How Useful Is Reflex HPV Testing in Patients with Atypical Glandular Cells of Undetermined Significance?
Saraswati Pokharel, Mana MoghadamFalahi, Houda Alatassi. University Hospital Louisville, Louisville
Background: Cytologic interpretation of atypical glandular cells (AGC) indicates the presence of atypical glandular cells that mostly originate from the endocervix or the endometrium. Current guidelines recommend immediate colposcopy and endocervical with/or without endometrial sampling along with high risk human papiloma virus (HR-HPV) testing for follow up in patients with AGC. Recently, a few small studies suggested that HR-HPV DNA testing alone may also be used to triage patients with AGC. In the current study, we aim to investigate whether HR-HPV testing in the AGC population identifies patients with risk for cervical dysplasia/neoplasia.
Design: We retrospectively identified all patients with cervical cytology diagnosis of AGC within 61 consecutive months between Jan 2006 and Feb 2011. HR-HPV DNA test results and follow up biopsy data were analyzed.

[Referring expression pointing data]
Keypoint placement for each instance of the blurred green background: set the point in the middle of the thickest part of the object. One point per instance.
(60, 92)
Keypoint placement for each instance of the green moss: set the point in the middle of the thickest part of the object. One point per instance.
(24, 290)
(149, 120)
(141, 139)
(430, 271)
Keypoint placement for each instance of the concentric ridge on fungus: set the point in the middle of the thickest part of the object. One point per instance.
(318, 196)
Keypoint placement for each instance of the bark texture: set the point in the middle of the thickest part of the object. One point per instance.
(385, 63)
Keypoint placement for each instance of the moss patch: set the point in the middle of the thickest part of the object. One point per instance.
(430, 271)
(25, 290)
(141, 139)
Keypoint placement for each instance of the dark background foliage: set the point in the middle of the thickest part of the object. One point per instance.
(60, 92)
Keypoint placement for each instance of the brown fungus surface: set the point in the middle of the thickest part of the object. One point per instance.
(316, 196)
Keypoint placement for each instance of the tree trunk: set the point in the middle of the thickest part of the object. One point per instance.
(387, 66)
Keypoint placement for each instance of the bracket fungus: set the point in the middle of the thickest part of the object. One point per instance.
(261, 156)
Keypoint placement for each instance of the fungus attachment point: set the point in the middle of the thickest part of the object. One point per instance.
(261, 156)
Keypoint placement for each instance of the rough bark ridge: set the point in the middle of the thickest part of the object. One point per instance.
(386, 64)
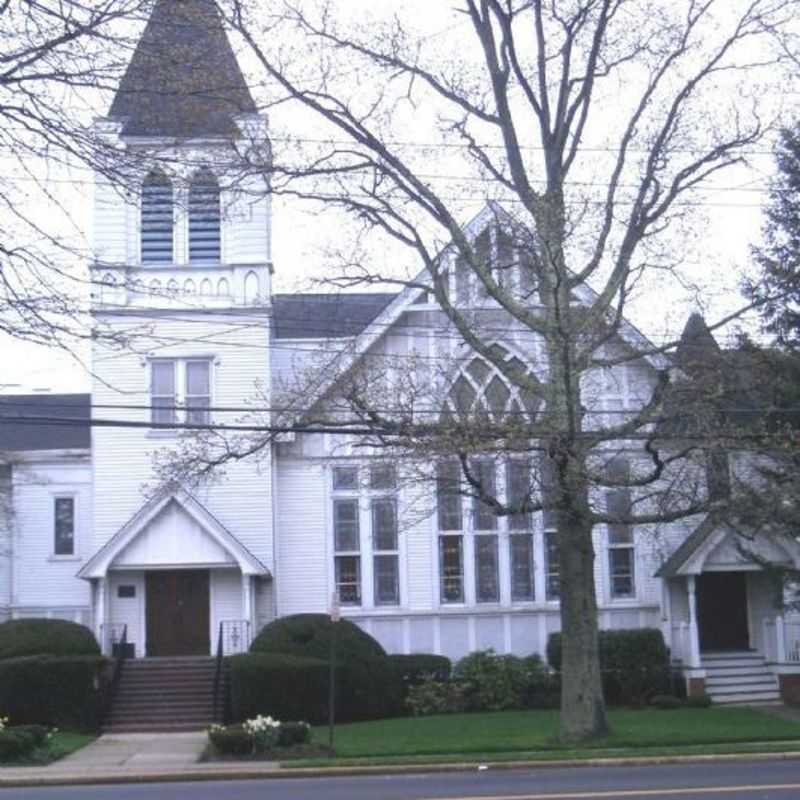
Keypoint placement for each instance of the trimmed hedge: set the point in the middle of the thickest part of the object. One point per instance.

---

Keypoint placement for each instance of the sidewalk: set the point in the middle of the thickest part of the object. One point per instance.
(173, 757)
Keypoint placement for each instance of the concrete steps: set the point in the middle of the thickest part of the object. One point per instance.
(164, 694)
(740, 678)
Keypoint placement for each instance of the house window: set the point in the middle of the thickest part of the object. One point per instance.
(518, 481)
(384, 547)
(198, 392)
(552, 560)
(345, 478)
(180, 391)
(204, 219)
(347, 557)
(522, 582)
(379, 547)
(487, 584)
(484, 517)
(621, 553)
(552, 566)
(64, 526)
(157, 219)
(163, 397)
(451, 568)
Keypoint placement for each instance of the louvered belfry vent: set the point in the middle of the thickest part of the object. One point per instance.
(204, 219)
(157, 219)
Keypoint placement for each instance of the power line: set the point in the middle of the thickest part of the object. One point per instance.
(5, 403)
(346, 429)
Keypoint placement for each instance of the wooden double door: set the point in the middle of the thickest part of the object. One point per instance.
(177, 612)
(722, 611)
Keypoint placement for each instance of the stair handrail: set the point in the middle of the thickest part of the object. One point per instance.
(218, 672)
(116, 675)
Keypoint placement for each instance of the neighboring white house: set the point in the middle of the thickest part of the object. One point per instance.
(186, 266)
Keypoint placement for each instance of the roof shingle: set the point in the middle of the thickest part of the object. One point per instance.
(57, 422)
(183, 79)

- _Your objective_
Rewrite the stretch of the HPV testing abstract from "Saraswati Pokharel, Mana" through "for cervical dysplasia/neoplasia.", putting "hysteroscopy" in place of "colposcopy".

- _Solution for this problem_
Saraswati Pokharel, Mana MoghadamFalahi, Houda Alatassi. University Hospital Louisville, Louisville
Background: Cytologic interpretation of atypical glandular cells (AGC) indicates the presence of atypical glandular cells that mostly originate from the endocervix or the endometrium. Current guidelines recommend immediate hysteroscopy and endocervical with/or without endometrial sampling along with high risk human papiloma virus (HR-HPV) testing for follow up in patients with AGC. Recently, a few small studies suggested that HR-HPV DNA testing alone may also be used to triage patients with AGC. In the current study, we aim to investigate whether HR-HPV testing in the AGC population identifies patients with risk for cervical dysplasia/neoplasia.